**Excerpted records**
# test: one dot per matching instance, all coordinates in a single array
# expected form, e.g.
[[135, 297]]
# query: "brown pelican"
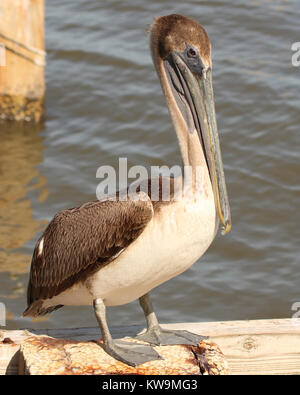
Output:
[[110, 252]]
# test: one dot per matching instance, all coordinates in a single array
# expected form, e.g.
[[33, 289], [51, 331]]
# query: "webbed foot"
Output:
[[130, 353], [159, 336]]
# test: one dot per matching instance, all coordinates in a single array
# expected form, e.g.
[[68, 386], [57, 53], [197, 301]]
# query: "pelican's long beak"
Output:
[[193, 93]]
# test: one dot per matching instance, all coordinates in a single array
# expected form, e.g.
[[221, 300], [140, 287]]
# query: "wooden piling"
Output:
[[22, 60]]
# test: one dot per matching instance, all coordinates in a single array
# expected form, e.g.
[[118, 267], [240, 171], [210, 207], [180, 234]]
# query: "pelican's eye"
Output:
[[191, 53], [193, 59]]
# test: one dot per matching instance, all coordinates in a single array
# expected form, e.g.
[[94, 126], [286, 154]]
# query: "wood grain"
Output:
[[250, 347]]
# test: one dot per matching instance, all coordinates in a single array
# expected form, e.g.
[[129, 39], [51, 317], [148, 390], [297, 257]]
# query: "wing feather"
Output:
[[79, 241]]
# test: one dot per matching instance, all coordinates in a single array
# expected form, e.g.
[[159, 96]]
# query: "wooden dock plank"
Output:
[[251, 347]]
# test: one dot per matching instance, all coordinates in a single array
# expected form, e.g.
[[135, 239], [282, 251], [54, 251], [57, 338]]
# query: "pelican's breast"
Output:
[[179, 234]]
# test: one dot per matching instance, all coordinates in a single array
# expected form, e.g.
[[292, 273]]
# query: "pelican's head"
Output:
[[181, 53]]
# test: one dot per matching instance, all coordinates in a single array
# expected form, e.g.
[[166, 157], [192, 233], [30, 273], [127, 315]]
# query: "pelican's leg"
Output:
[[159, 336], [130, 353]]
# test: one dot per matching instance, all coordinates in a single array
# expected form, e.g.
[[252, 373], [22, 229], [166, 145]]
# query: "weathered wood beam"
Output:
[[250, 347], [22, 60]]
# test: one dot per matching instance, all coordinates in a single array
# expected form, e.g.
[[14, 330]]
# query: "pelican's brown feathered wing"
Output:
[[79, 241]]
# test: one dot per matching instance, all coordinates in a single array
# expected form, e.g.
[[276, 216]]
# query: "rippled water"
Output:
[[104, 102]]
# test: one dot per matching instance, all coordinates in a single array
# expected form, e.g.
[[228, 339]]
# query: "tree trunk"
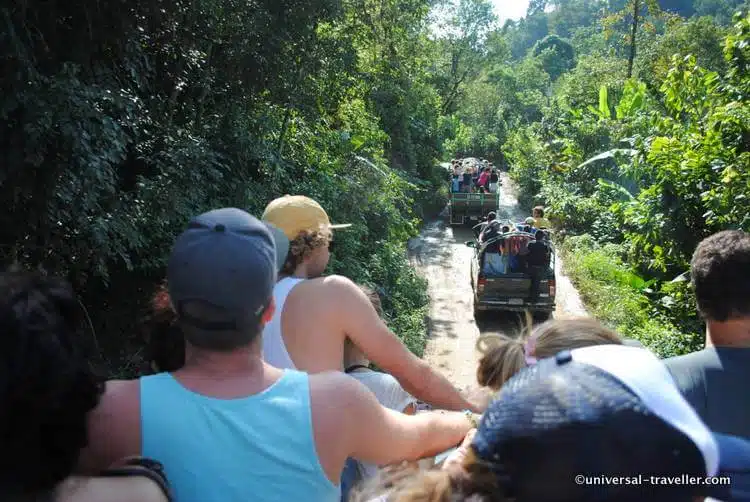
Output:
[[633, 33]]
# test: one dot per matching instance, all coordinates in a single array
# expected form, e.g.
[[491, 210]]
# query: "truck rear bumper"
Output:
[[514, 306]]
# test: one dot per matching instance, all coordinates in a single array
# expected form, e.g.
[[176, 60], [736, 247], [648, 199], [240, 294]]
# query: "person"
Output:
[[490, 231], [227, 426], [711, 378], [315, 315], [165, 347], [537, 262], [478, 229], [484, 179], [48, 391], [559, 429], [494, 181], [503, 357], [539, 220], [386, 388], [466, 181], [455, 184], [164, 342]]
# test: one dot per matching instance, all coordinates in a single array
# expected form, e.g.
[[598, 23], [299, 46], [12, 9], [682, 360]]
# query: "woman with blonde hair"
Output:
[[504, 356]]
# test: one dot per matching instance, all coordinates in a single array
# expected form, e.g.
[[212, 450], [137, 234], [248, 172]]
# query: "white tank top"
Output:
[[274, 350]]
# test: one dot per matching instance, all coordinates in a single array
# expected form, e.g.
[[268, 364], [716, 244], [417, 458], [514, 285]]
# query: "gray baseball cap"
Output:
[[227, 262]]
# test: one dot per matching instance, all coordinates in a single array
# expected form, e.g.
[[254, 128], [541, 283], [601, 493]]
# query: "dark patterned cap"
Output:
[[603, 423]]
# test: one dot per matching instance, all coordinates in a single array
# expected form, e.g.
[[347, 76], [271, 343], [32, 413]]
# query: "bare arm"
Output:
[[358, 426], [381, 346], [114, 428]]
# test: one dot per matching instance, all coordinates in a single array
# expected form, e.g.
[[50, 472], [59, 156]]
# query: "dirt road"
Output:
[[441, 254]]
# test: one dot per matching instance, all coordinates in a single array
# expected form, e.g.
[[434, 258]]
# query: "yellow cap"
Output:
[[296, 213]]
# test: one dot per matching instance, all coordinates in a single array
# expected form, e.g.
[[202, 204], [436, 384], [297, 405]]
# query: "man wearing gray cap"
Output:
[[228, 426]]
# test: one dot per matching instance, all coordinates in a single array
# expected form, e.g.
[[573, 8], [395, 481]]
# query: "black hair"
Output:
[[47, 387], [720, 272], [165, 342]]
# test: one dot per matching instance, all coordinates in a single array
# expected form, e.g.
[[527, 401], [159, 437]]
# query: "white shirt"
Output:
[[390, 394]]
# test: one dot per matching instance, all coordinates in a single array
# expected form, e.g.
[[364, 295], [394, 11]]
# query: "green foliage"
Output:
[[556, 54], [121, 120], [618, 296], [645, 168]]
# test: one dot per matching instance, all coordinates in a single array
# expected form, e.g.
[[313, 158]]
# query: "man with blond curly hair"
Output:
[[315, 315]]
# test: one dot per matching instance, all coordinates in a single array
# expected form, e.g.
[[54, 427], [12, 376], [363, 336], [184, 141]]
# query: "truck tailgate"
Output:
[[510, 286]]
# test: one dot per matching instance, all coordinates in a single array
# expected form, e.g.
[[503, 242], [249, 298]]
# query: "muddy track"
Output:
[[442, 257]]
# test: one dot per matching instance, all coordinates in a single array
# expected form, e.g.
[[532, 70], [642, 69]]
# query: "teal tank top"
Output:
[[258, 448]]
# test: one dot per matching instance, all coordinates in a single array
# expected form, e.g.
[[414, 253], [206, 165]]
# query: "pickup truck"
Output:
[[467, 208], [499, 279]]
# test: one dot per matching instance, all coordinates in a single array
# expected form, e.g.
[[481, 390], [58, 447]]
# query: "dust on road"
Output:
[[440, 254]]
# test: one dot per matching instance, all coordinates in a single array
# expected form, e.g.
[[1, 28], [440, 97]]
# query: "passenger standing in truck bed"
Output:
[[538, 262]]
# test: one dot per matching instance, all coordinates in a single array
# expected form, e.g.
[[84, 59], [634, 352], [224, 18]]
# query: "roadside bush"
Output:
[[619, 297]]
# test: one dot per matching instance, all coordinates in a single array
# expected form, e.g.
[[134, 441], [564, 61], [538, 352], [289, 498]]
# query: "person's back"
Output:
[[48, 392], [708, 378], [225, 449], [538, 253], [315, 315], [713, 380], [229, 427]]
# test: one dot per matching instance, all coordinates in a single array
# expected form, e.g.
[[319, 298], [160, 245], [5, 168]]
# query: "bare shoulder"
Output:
[[119, 396], [335, 389], [334, 283]]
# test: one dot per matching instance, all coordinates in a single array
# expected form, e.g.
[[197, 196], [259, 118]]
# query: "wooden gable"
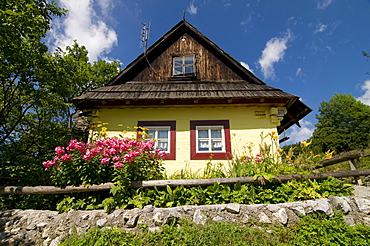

**Problem**
Set down every entry above exactly as written. Leave out all pictures.

**Final answer**
# test: one dot per matching instance, all coordinates in a single array
# expected form, e.g.
[[135, 297]]
# query: "brown pelican"
Output:
[[110, 252]]
# test: one dot per matching instance, all coordinates in a single array
# expected form, e.g.
[[33, 289], [51, 331]]
# query: "webbed foot"
Output:
[[130, 353], [159, 336]]
# test: one dot per matching instance, all coordinates in a single array
# expected form, e.g.
[[68, 386], [57, 53], [197, 301]]
# query: "pelican's long beak"
Output:
[[193, 93]]
# test: one dot per matching instance, all coordinates in a single array
# expected form, e.g.
[[221, 300], [140, 287]]
# query: "wooden piling"
Output:
[[22, 60]]
# test: one dot per matching instance, all coordinates in a single array
# expected form, e.g.
[[118, 267], [240, 171], [210, 207], [180, 234]]
# query: "pelican's eye"
Output:
[[191, 53], [193, 59]]
# test: one dot per matching instance, all coordinates in a single array
# expected form, e.g.
[[94, 126], [286, 154]]
# query: "wood grain"
Output:
[[250, 347]]
# test: one dot per matching instance, all coordinates in a single array
# expected form, e.g.
[[129, 39], [51, 317], [148, 390], [297, 257]]
# query: "wing feather"
Output:
[[79, 241]]
# test: one dot per matching instance, all coordinates in a single array
# expected form, e.g.
[[159, 96]]
# query: "wooden dock plank"
Output:
[[251, 347]]
# test: one dot per matching instance, all coordinates in a single array
# expected form, e.g.
[[135, 239], [282, 251], [54, 251], [57, 338]]
# query: "pelican's breast"
Output:
[[179, 234]]
# test: one dot per matching instance, all coordinates in a single array
# expected form, e.g.
[[292, 273]]
# query: "pelican's head"
Output:
[[181, 53]]
# test: one dot per matching instance, all coordinates in a single array
# expected form, e.g.
[[166, 157], [192, 233], [30, 273], [127, 315]]
# query: "pelican's leg"
Output:
[[159, 336], [130, 353]]
# test: one dot per matching instance, all coordinates in a single array
# expected form, e.g.
[[252, 373], [22, 229], [166, 145]]
# query: "weathered wood beam"
Output:
[[250, 347], [22, 60]]
# test: one dot per matching instance, all coordinates in a single array
# expected form, e.g.
[[14, 330]]
# query: "pelican's brown feathered wing"
Output:
[[79, 241]]
# test: one dot per matching instance, all coordinates in a single array
# expected form, e.g.
[[276, 216]]
# query: "rippled water"
Output:
[[104, 102]]
# test: one dot per matching instance, all coordinates in a single array
# expected form, e.g.
[[228, 339]]
# query: "tree trunk"
Output:
[[633, 33]]
# test: one dot per matching instance, all coordinates in a single array
# expected form, e.g.
[[491, 210]]
# query: "truck rear bumper"
Output:
[[514, 306]]
# test: one dot per matching instance, all coordinates in a single array
# expected form, e.g.
[[176, 60], [736, 247], [648, 199], [240, 294]]
# query: "person"
Output:
[[490, 231], [227, 426], [711, 378], [315, 315], [165, 347], [537, 262], [478, 229], [484, 179], [48, 391], [559, 429], [494, 181], [503, 357], [539, 220], [386, 388], [466, 181], [455, 184], [164, 342]]
# test: one dot per matching instance, all coordinates in a single array
# expected form, e.g.
[[598, 23], [299, 46], [12, 9], [682, 360]]
# query: "woman with blonde hair"
Output:
[[504, 356]]
# test: one dot per matching instance, all coordinates in a single array
# expected form, e.g.
[[212, 450], [137, 234], [248, 172]]
# query: "white tank top"
Output:
[[274, 350]]
# test: one dot per matching instance, all coordinates in a single array
# expected form, e.g.
[[268, 364], [716, 244], [417, 458], [514, 285]]
# query: "gray baseball cap"
Output:
[[227, 262]]
# test: one dot per matching instance, all coordinates in a single array
# expected form, e.g.
[[254, 128], [541, 283], [601, 493]]
# query: "dark patterned cap"
Output:
[[603, 423]]
# test: one dot per matching instance, all coordinates in a single array
# expected form, e.g.
[[347, 76], [271, 343], [32, 413]]
# query: "bare arm"
Output:
[[358, 426], [381, 346], [114, 428]]
# test: one dot per matching instance, all coordinates in a single array
# expected form, e.g.
[[50, 472], [59, 156]]
# query: "dirt road"
Output:
[[441, 254]]
# test: one dot per matching instance, all coordinates in a single array
# expected form, e.g.
[[434, 258]]
# query: "yellow cap"
Output:
[[296, 213]]
# test: one dot per matching instance, all coordinates in a single array
# expected form, e.g.
[[202, 204], [436, 384], [297, 405]]
# query: "man wearing gray cap"
Output:
[[228, 426]]
# test: one dot per matching instance, all coordinates in a single array
# expected form, e.g.
[[573, 8], [395, 481]]
# query: "black hair"
Output:
[[47, 387], [720, 272], [165, 342]]
# test: one dot per matching instance, all coordinates in a single array
# expected form, e.g.
[[527, 401], [159, 437]]
# query: "white shirt"
Output:
[[390, 394]]
# test: one dot per matching instance, all coordinates in a single array
# expected form, e.g.
[[364, 295], [394, 11]]
# query: "green foliage"
Output:
[[556, 54], [121, 120], [618, 296], [645, 168]]
# test: one dot per matching instance, all coordinates in a single array
# expected form, e.g.
[[313, 158]]
# query: "man with blond curly hair"
Output:
[[315, 315]]
# test: one dot per matching instance, all coordinates in a single array
# expected form, e.g.
[[54, 427], [12, 376], [363, 336], [184, 141]]
# query: "truck tailgate"
Output:
[[510, 286]]
# test: one dot per matching instance, all coordinates in a single array
# expected form, e.g.
[[503, 242], [249, 298]]
# query: "muddy track"
Output:
[[442, 257]]
# test: one dot per matching instance, all coordinates in a single array
# expected form, e.g.
[[532, 70], [642, 69]]
# query: "teal tank top"
Output:
[[258, 448]]
# test: one dot per matching instance, all coordinates in a single array
# expected form, e.g.
[[414, 253], [206, 165]]
# query: "pickup truck"
Output:
[[467, 208], [499, 279]]
# test: one dot per matching instance, all coordinates in a single array
# expected form, e.g.
[[481, 390], [58, 447]]
# query: "dust on road"
Output:
[[440, 254]]
# test: one dot per matching instance, all coordinates in a single array
# expected form, e.g.
[[1, 28], [440, 97]]
# query: "passenger standing in truck bed"
Output:
[[538, 262]]
# test: one dot per matching instance, all coordinates in a single array
# expected form, e.g.
[[84, 59], [634, 352], [224, 18]]
# query: "roadside bush"
Output:
[[619, 297]]
# test: one dot per matching instance, all coordinates in a single array
# expected form, e.g.
[[134, 441], [564, 61], [538, 352], [289, 498]]
# query: "person's back"
Output:
[[48, 392], [708, 378], [225, 449], [538, 253], [315, 315], [713, 380], [229, 427]]
# test: one dot per matching instance, all coordinates in a single array
# expected form, e.g.
[[319, 298], [160, 245], [5, 168]]
# query: "bare shoulder"
Output:
[[119, 396], [335, 389], [334, 283]]
# test: one dot per matching instance, all coordinates in a single array
# expected form, e.g.
[[197, 196], [259, 118]]
# query: "wooden gable"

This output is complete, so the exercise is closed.